Coordinate annotation records
--- begin ---

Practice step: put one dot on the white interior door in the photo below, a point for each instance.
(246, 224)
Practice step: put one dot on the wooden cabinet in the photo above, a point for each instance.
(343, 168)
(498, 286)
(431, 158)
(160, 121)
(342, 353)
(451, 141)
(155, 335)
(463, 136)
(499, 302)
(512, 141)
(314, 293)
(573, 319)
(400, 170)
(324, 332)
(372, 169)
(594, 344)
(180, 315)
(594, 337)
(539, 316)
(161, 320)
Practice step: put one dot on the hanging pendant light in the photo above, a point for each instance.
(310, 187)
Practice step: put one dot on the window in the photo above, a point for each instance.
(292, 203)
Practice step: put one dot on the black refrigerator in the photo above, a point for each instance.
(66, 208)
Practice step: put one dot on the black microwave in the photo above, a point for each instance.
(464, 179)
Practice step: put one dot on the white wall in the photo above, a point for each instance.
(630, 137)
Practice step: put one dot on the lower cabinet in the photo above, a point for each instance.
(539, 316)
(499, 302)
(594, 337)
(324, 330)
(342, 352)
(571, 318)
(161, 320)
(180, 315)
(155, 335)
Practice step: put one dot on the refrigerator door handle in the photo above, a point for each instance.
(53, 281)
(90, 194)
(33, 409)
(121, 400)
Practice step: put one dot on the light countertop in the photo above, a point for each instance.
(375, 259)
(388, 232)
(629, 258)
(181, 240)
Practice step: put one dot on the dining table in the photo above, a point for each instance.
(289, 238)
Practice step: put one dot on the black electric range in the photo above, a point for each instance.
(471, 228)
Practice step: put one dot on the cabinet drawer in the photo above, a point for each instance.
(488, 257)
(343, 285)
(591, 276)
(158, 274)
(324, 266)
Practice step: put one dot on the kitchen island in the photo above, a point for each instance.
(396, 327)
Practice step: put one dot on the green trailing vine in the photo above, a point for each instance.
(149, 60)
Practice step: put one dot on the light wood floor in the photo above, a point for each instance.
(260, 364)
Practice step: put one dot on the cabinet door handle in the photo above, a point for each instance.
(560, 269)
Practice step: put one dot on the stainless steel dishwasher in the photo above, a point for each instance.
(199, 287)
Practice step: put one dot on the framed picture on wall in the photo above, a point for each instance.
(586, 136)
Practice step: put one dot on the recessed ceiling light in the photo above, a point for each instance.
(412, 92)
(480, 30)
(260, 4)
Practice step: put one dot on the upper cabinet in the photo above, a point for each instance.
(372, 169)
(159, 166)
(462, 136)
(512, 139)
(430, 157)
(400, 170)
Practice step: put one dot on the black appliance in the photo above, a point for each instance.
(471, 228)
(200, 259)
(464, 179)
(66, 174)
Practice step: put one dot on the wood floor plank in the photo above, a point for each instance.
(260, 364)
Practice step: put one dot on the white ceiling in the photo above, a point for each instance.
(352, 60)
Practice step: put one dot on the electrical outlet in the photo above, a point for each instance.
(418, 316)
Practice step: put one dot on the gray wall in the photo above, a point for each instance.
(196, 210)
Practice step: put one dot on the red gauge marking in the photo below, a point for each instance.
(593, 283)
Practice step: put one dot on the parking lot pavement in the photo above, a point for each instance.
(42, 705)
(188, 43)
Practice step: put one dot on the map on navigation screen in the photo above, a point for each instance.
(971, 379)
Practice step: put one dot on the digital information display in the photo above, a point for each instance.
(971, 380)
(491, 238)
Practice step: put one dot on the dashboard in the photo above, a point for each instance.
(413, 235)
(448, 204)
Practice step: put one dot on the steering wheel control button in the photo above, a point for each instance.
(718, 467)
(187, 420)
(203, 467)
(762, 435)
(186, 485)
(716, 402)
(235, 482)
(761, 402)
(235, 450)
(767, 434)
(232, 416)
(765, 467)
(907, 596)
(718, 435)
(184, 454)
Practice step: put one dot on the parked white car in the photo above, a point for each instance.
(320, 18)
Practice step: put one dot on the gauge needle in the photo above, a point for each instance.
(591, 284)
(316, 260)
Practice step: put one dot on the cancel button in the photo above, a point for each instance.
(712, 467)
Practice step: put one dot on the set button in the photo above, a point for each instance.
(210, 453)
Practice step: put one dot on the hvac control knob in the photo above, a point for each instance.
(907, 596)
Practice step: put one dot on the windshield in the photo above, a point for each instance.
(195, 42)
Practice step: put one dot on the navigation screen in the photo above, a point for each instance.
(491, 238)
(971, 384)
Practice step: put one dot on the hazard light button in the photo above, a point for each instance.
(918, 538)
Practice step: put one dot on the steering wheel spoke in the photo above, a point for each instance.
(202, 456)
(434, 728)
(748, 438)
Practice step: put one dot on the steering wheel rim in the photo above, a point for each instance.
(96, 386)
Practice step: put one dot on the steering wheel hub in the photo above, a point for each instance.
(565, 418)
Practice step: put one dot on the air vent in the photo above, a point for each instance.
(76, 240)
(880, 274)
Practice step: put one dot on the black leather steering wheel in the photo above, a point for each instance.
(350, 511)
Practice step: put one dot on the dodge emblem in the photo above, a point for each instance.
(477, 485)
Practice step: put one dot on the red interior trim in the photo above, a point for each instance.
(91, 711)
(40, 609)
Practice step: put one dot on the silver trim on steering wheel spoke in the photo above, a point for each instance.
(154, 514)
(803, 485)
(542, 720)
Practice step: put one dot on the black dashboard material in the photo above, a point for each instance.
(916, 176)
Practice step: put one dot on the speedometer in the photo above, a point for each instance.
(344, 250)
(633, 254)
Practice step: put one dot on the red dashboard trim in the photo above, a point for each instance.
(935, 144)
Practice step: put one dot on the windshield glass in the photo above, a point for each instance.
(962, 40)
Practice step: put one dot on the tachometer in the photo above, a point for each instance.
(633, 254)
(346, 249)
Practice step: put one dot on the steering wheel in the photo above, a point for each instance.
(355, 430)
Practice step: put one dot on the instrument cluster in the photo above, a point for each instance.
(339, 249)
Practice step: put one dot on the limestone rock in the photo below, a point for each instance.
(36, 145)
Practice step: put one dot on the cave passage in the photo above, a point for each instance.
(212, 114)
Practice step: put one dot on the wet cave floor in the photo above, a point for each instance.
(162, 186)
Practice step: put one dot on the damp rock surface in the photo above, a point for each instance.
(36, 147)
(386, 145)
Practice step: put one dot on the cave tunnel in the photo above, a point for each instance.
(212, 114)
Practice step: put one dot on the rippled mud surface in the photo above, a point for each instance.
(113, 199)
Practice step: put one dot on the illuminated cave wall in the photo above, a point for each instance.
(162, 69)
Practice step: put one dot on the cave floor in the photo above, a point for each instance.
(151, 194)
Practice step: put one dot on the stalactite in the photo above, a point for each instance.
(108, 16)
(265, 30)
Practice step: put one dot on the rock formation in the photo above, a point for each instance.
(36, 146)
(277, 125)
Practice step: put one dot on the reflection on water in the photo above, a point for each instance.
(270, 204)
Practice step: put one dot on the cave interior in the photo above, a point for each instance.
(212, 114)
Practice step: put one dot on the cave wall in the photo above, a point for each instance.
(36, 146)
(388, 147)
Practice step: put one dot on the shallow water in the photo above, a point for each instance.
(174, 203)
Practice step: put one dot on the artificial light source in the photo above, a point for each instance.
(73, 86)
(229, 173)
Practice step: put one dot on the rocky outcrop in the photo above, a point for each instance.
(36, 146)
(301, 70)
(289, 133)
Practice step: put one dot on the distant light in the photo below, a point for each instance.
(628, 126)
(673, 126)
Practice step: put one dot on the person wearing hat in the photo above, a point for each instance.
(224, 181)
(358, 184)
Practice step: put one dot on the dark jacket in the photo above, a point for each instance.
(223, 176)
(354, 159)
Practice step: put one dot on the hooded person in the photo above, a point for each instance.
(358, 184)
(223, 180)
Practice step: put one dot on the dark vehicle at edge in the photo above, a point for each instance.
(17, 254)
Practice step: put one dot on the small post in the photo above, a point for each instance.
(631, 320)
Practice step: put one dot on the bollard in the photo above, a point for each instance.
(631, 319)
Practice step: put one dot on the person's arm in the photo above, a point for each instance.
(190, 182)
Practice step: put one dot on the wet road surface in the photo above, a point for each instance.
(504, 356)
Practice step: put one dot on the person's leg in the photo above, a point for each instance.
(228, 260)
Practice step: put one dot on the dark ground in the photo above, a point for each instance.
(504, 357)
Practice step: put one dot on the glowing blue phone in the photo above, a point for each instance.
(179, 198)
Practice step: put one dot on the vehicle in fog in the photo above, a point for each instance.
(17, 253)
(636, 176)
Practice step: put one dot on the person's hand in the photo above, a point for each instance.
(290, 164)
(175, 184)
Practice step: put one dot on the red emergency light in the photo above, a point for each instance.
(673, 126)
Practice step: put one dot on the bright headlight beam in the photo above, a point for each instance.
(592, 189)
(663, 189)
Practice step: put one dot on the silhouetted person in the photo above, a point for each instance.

--- end ---

OBJECTIVE:
Reproduce the lines word for word, starting at the one holding "Practice step: put one dot on the vehicle" and ending at the final line of the material above.

TASK OUTPUT:
Practice step: put one dot on the vehicle in fog in the photo above, a point for each instance.
(17, 253)
(636, 176)
Practice step: put one dot on the person's hand in the photo above, a point for each instance.
(290, 164)
(175, 184)
Practice step: put one dot on the red emergency light in the photo above, a point for each instance.
(673, 126)
Practice step: put one dot on the bright headlight beam in the photo above, a point for each instance.
(592, 189)
(663, 189)
Practice step: put one dot on the silhouetted person in the photo above, a point for each instance.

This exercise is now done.